------ READING PASSAGE ------

Each of these echoed my own positive responses. I was nervous before the meetings and excited by them from the first minute to the last. Having an extended voluntary conversation on a shared topic allowed me to appreciate the wit and wisdom of colleagues. Reading the books closely, whether or not I liked them, offered bracing mental exercise and brought me current on important topics. A high standard was maintained by each moderator’s prepared introduction of the book, which was preserved for useful reference on the wiki, along with detailed notes on the discussion, outlines of the books’ content and some written reflections by seminar members, including Alypios regular trenchant reviews.
The second question, “Which aspect(s) of the workshop could use improvement?” yielded these comments:
- Attendance was very spotty.
- Quality of the books. The content was at times more rhetoric than useful, and the essence also got repetitive which became boring.
- More discussion/work on how to tie to curriculum.
- Connection to curriculum development
- Would like to know if there was any consensus on the learning gained and how the learning is going to be actually utilized. What has the core decision making group achieved.
They also confirmed my assessment. Spotty attendance was partly due to people being away at conferences and having conflicts with teaching schedules and partly to voting negatively with their feet. However, only one session, last May’s, drew fewer than ten and most drew fourteen or more.
Another concern for me was a sense that a number of attendees hadn’t done much of the homework. This was partly due to the uneven quality of the readings, some of which were poorly edited, overburdened with rhetoric, and overlapping in content. Even two classic Sustainability books that felt like world-changing prophecy when they first came out, Biomimicry and Cradle to Cradle, seemed overly optimistic or questionably argued when reread in the cold light of recent history.
Conditions two years ago, at the time this project was planned were perhaps more hopeful. Sponsored by the Academic Senate Sustainability Committee, itself an outgrowth of Cal Poly’s becoming signatory to the Talloires Declaration and joining the burgeoning Association for the Advancement of Sustainability in Higher Education(AASHE), one of the Book Club’s stated intentions was to be an incubator of a large university-wide Introduction to Sustainability course. A year ago three Club members met to start planning such a class. Implicit also was an aspiration to follow the strategy for institutional transformation of the kind proposed in Peter Senge’s “The Necessary Revolution.”
But these aspirations never materialized, a significant factor being my own flagging commitment to them. And what accounts for that? In the big world, the new Congress and Administration’s being swamped with economic catastrophe and stymied by Republican obstructionism, the failures of Copenhagen, the slowing of progress toward a sane energy policy, the expansion of our wars in Asia, and the general continuation of business as usual in the face of growing crises. Cal Poly history took a parallel course: budget cuts, threats, and furloughs undermined hopes for experiment and reform, the sudden disappearance of the UNIV program eliminated any institutional framework for mounting interdisciplinary courses, and the Academic Senate Sustainability Committee itself was threatened with dissolution.
Over time, the Book Club itself settled into a comfortable groove. Presenters gave polished introductions, discussion was fluent, strangers became familiar, and the activity seemed sufficiently satisfying without moving toward goals. The Necessary Revolution was put on hold.

------ EXTRACTED DATA ------

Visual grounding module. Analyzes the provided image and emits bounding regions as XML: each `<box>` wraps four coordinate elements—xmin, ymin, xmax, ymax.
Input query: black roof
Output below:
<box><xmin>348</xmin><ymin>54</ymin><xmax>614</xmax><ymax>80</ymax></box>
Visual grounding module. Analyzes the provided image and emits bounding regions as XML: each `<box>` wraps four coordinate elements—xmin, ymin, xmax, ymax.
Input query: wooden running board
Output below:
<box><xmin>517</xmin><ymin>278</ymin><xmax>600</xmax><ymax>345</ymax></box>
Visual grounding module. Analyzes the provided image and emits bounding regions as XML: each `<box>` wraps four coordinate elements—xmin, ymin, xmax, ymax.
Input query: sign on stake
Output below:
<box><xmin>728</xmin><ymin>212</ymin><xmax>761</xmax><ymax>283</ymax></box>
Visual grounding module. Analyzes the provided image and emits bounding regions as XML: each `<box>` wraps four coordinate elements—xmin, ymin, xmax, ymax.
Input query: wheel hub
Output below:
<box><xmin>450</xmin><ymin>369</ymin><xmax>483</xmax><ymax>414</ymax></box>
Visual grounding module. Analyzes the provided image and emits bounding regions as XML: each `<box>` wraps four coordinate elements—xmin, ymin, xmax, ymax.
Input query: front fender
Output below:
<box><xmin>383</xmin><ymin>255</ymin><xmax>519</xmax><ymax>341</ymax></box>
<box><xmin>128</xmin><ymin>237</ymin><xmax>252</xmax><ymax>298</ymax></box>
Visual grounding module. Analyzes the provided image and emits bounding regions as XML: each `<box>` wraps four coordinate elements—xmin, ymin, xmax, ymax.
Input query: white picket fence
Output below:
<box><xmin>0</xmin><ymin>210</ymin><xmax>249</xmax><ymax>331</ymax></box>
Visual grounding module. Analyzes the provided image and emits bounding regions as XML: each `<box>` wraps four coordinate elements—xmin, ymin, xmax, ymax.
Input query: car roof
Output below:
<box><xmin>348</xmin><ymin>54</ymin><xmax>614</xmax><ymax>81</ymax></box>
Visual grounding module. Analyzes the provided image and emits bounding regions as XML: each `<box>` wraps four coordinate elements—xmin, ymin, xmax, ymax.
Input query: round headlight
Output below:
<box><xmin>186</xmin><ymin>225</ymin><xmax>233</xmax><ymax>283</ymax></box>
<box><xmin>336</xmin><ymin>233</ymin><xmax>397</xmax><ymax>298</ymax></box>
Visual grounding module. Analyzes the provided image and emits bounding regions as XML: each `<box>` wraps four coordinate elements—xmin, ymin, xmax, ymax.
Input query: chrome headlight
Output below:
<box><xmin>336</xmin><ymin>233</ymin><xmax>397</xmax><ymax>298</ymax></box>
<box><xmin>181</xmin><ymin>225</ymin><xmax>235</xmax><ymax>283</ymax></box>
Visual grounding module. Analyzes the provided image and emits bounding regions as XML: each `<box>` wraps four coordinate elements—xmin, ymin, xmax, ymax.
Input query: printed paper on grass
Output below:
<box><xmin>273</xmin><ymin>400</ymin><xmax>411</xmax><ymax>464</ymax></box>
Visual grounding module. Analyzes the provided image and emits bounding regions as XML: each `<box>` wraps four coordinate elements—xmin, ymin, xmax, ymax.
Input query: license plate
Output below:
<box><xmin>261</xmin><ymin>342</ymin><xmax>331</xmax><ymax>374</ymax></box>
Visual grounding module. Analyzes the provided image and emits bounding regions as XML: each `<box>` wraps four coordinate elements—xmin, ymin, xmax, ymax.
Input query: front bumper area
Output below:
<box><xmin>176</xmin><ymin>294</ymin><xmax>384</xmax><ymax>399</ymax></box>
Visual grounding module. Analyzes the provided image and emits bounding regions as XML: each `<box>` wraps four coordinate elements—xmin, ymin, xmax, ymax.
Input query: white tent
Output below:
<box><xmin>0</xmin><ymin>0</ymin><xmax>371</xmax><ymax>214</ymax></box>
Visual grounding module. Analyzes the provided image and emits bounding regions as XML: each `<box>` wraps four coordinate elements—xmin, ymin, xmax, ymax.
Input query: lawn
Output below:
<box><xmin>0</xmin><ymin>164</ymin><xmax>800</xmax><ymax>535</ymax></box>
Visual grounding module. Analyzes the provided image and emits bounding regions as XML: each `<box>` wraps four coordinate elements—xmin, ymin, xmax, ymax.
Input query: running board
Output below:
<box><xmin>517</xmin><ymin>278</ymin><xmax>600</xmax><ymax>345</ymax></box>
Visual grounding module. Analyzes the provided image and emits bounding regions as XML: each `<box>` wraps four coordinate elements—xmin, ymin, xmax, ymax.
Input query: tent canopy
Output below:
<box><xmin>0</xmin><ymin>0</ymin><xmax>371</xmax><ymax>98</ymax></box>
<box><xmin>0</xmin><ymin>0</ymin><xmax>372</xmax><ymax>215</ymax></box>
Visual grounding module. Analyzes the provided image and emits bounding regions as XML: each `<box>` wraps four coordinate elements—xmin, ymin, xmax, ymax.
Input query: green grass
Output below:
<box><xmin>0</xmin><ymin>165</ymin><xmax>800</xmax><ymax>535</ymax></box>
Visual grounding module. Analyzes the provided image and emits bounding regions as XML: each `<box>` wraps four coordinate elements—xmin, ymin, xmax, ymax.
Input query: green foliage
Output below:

------

* **WHAT TO WORK ON**
Write what comes next in the passage about the sustainability book club, picking up right after its final sentence. The listing stands apart from the passage about the sustainability book club and is not connected to it.

* **ANSWER**
With one exception. The most prominent theme running through all the books that we read related to food. Whether in McKibbens call for localism in agricultural production and distribution, Pearce’s account of the water lost and polluted by industrial agriculture around the world, Foer’s expose of CAFO’s and story of his conversion to vegetarianism, Louv’s report on the value of school vegetable gardens, Shiva’s call for resistance to global chemical-food monopolies and rescue of small farmers, all seemed to reinforce the vision of sustainable agriculture and sensible eating habits presented in Michael Pollan’s In Defense of Food. This was amplified in the talks Pollan gave at Cal Poly last October, hosted by our Book Club member, Hunter Francis, and the Sustainable Ag Resource Consortium, recently reinvented as the CAFÉ Center for Sustainability. Cal Poly’s role in the food system controversy put him and fellow member Rob Rutherford in worldwide headlines for a couple of weeks, highlighted the contrast between sustainability and its opponents, and appears now to be in a state of real transformation.
Our readings on food changed at least two of our members’ behavior in significant ways, turning us from omnivores into qualified vegetarians (fresh lamb raised by friends being an exception, as noted above). In addition they contributed to my tripling the size of my vegetable garden and focusing my own activist energy into developing a working farm, processing facility and distribution system to school lunch and food bank programs on city-owned land. Food seems an arena where on a personal level it’s possible to make strong changes toward sustainability without the major sacrifice of giving up one’s car or one’s travel plans, and where on a political level, promoting localism can have some appreciable consequence.
The questions on the survey I had most difficulty answering dealt with the future of this project. Seven out of ten respondents said they would continue in it if offered next year and ten out of ten said they would recommend it to faculty colleagues. The Center for Teaching and Learning has offered continuing financial and logistic support. But given my misgivings, do I want to stay involved?
After weeks of vacillating now I can say yes. Yesterday I started hunting for possible titles and came up with nine books published in the last two years that sound intriguing. I’d like to try alternate formats for some meetings, such as reading and commenting on blogs like Andrew Revkin’s dot.earth or Real Climate.com, or picking a theme like oil addiction instead of a book to discuss. So whether or not the Club will meet again next year will now, as they say, depend upon enrollment.